EXERCISE INSTRUCTIONS - Which lines in the records below contain the word "carport"? Collect each of them and copy it out in full.

GIVEN RECORDS -
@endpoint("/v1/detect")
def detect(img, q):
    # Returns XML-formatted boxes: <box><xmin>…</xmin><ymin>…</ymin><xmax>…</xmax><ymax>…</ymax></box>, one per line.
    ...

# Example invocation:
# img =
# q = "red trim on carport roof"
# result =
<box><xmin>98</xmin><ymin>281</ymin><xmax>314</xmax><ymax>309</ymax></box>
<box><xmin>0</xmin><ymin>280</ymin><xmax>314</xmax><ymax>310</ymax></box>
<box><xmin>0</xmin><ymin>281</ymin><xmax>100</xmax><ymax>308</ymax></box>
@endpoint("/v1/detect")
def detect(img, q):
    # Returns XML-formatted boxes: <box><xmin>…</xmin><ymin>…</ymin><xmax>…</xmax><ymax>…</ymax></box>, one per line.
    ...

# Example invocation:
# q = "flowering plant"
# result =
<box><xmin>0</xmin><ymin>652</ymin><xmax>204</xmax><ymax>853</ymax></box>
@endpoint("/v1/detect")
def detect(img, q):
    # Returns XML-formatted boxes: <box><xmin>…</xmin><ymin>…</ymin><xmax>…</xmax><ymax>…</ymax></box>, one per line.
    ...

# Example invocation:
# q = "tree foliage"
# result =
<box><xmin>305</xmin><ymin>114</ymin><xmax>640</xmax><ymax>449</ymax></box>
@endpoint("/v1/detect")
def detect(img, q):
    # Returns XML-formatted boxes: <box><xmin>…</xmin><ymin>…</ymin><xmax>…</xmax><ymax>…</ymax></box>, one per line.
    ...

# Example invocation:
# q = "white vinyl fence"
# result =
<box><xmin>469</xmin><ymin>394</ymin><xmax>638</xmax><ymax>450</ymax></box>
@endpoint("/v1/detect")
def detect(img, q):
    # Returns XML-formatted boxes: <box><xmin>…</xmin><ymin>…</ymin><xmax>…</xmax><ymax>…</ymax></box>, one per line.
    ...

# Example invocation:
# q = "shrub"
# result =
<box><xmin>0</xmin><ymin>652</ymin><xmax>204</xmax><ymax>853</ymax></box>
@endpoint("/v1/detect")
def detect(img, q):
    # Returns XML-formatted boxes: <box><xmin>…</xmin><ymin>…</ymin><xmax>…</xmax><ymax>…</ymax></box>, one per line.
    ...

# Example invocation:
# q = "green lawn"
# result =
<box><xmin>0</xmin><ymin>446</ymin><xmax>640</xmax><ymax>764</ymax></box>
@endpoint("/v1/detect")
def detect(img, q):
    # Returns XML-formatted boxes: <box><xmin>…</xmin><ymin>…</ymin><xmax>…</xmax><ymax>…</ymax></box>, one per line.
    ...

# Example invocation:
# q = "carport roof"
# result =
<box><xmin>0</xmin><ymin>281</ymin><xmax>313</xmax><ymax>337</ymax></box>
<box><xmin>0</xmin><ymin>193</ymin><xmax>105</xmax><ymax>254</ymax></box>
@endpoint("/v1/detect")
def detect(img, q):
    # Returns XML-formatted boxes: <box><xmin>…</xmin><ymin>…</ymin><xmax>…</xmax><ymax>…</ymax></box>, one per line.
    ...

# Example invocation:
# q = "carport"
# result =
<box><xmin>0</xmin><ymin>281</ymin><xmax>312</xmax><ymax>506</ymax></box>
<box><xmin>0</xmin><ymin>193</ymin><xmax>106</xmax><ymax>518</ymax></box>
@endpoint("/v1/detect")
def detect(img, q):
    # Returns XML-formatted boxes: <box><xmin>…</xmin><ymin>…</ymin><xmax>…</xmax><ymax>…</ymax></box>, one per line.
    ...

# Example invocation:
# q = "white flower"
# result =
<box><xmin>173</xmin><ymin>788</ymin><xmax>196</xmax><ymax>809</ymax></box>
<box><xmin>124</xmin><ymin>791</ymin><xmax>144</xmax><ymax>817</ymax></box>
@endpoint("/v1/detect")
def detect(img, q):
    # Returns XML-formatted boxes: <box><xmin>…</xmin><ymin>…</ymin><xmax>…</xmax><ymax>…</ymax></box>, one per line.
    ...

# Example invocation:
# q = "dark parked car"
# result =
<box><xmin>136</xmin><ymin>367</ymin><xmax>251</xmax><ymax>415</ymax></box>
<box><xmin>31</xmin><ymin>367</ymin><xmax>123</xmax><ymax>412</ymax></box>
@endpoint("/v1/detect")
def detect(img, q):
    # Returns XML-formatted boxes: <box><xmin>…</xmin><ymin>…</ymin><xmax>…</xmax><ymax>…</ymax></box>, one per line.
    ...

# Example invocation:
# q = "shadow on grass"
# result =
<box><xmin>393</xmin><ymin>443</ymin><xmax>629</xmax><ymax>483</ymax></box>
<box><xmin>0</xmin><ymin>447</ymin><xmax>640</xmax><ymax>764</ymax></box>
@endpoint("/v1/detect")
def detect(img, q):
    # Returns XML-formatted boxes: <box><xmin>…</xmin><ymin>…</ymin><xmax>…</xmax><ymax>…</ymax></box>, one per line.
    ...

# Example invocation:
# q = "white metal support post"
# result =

SOLUTION TO THIS PROBLEM -
# q = "red trim on carport roof"
# q = "carport roof"
# q = "carport"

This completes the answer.